Selected text ->
The Investigator examines hospital horror stories

CLEVELAND - The Investigator, Tom Meyer, examined hospital horror stories at a time when Ohio lawmakers might limit compensation to victims, and some of the details were difficult to digest.

Medical professionals inserted a tube to clear gastric contents from a Jeanne Schneider's stomach. The procedure resulted in Schneider's death.

A local hospital was found negligent for failing to check her EKG during a heart attack. Schneider couldn't handle the stress caused by the tube.

"This basically caused her heart to rupture," attorney Chuck Kampinski said. "That type of device is difficult to leave in a patient."

How common is hospital error? Local court records that Action News searched were loaded with cases.

In another example, a local patient complained of severe pain in his stomach following abdominal surgery. The doctor dismissed it as normal at first, but when the pain became too much, he went to the hospital.

The patient's small intestine was torn. The medical team had sewn him up, leaving a 6-inch hemostat inside of his body.

Hemostats are like scissors used to clamp tubes and blood vessels, among other things.

Incredibly, the foreign object remained in his body 11 years before another doctor discovered it.

"Breakdowns occur when instrument counts are done improperly," attorney John Lancione said.

Local doctors left a 9-inch surgical sponge inside of a woman from Euclid. They were forced to operate again to remove it.

"I thought I was going to die," the woman said.

Another victim, named Laura, can no longer dream of having more children because of a procedure gone bad.

Source material ->
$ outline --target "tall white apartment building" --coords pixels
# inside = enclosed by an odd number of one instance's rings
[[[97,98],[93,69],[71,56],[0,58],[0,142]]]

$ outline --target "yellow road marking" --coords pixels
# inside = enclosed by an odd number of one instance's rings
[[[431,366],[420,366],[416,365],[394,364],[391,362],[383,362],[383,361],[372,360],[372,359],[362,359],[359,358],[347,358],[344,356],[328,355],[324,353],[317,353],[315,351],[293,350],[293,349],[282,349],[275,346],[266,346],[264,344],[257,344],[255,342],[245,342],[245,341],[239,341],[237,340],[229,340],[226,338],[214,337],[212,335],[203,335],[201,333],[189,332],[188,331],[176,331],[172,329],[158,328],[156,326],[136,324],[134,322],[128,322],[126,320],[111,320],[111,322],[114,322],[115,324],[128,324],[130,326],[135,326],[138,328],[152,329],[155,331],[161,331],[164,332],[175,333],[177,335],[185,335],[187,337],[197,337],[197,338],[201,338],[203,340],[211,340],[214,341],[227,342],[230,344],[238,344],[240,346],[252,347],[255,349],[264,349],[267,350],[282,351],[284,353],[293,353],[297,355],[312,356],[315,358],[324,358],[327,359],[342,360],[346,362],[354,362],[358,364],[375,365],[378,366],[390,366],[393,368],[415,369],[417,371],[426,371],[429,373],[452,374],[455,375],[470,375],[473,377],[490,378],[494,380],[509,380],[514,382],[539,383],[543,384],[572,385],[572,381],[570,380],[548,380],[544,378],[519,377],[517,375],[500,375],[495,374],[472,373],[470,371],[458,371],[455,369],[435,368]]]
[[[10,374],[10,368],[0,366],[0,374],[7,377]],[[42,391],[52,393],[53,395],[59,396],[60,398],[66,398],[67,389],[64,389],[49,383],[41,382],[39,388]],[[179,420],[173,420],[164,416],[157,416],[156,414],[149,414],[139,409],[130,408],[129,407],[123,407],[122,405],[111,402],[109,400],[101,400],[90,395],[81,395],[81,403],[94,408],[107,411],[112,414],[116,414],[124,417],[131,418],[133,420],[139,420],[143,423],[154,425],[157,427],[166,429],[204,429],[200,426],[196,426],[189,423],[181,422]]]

Task requirements ->
1. Which people does the hospital horror stories article name?
2. Can you reproduce the part of the hospital horror stories article that opens with the words containing "How common is" and closes with "to the hospital."?

Answer list ->
1. Tom Meyer, Jeanne Schneider, Chuck Kampinski, John Lancione, Laura

2.
How common is hospital error? Local court records that Action News searched were loaded with cases.

In another example, a local patient complained of severe pain in his stomach following abdominal surgery. The doctor dismissed it as normal at first, but when the pain became too much, he went to the hospital.